What is expected:
Answer these questions from the passage on The Bass museum:
1. Who was the first artist intervention in the "Open Storage" gallery?
2. Where was the exhibition held from August 21, 2015 to July 17, 2016?
3. Which work did the museum announce in August 2017 as its third major purchase?

Passage shown:

The Bass incorporates its founding collection into a schedule of international contemporary exhibitions. The museum's permanent collection includes European painting and sculpture from the 15th century to present; 7th to 20th-century textiles, tapestries and ecclesiastical vestments and artifacts; 20th and 21st-century North American, Latin American, Asian and Caribbean art; photographs, prints and drawings; and modern and contemporary architecture and design with emphasis on the pre- and postwar design history of Miami Beach. The "Open Storage" gallery is dedicated to displays of the museum's permanent collection, featuring a series of rotating artist projects that present works in dialogue with the collection. Pascale Marthine Tayou served as the first artist intervention in the space with his exhibition Beautiful.

From August 21, 2015 to July 17, 2016, a selection of artworks from the permanent collection were incorporated into an exhibition at the Lowe Art Museum at the University of Miami. Dürer to Rubens: Northern European Art from the Bass Museum included works that represent a range of media—including oil on canvas, tempera on panel, enamel on porcelain, and textiles.

In September 2016, The Bass launched a ten-year initiative to grow the museum's holdings of international contemporary art within the permanent collection. The initiative was celebrated with two inaugural acquisitions of public art: Miami Mountain, 2016 by Ugo Rondinone and Eternity Now, 2015 by Sylvie Fleury. In August 2017, the museum announced its third major purchase towards this initiative with Allora & Calzadilla's Petrified Petrol Pump (Pemex II), 2011.

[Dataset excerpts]
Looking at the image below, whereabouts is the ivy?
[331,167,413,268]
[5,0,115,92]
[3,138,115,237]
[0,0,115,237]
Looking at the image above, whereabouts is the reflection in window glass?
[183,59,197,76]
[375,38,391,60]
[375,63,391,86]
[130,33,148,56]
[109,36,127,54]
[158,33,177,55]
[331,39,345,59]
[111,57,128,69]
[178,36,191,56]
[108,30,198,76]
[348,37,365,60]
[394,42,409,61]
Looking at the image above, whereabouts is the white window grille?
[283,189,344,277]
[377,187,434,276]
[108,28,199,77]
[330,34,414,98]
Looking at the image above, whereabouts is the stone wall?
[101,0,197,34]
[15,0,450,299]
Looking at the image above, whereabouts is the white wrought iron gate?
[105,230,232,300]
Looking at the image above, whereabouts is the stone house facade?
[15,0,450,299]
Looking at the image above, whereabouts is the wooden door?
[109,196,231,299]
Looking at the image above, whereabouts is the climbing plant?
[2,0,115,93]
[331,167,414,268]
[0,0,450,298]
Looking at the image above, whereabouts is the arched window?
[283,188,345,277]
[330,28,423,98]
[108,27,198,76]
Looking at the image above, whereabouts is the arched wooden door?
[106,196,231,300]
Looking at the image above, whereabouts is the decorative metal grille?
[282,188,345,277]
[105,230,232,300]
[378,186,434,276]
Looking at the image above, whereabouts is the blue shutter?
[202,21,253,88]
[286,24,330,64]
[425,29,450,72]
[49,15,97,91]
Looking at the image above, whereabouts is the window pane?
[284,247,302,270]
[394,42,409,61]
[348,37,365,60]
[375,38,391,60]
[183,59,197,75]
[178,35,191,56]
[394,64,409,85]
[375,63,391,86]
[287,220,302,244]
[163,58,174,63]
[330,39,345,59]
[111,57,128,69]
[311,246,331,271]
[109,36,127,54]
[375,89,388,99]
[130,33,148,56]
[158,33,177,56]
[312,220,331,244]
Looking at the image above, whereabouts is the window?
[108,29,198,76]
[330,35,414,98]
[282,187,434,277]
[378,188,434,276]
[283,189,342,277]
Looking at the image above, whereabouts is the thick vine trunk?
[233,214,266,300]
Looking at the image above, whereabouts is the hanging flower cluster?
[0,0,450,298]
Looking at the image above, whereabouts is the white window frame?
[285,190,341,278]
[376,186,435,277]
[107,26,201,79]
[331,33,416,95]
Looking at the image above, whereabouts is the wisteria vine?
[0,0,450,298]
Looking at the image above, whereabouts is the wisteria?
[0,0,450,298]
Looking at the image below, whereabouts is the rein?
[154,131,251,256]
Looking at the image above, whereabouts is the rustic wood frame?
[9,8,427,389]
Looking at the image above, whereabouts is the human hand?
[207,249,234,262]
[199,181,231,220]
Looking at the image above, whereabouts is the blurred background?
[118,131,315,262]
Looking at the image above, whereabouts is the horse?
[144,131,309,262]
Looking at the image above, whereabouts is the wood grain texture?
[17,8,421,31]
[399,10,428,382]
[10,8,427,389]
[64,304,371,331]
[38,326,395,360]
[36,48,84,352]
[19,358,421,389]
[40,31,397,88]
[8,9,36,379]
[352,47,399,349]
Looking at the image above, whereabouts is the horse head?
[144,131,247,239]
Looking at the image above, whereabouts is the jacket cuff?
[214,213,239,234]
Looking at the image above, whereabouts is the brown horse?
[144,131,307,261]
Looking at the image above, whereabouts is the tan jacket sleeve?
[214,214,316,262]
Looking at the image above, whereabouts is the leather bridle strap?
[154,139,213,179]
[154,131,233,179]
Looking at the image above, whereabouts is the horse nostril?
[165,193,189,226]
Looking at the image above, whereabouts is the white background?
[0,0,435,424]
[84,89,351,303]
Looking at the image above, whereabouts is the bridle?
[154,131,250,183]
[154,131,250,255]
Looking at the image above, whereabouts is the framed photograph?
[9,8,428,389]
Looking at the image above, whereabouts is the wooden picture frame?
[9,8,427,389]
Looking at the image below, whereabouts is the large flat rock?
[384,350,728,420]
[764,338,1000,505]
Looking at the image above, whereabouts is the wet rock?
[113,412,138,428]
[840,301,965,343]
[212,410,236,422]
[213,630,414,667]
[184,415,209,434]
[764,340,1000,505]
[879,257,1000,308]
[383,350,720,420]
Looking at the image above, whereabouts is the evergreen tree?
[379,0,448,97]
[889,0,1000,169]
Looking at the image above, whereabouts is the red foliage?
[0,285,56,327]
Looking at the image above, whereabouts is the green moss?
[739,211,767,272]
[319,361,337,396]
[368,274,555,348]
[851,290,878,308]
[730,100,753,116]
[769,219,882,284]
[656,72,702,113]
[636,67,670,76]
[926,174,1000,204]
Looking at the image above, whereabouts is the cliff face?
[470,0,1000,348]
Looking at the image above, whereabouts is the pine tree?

Response to this task:
1. Pascale Marthine Tayou
2. The Lowe Art Museum at the University of Miami
3. Allora & Calzadilla's Petrified Petrol Pump (Pemex II), 2011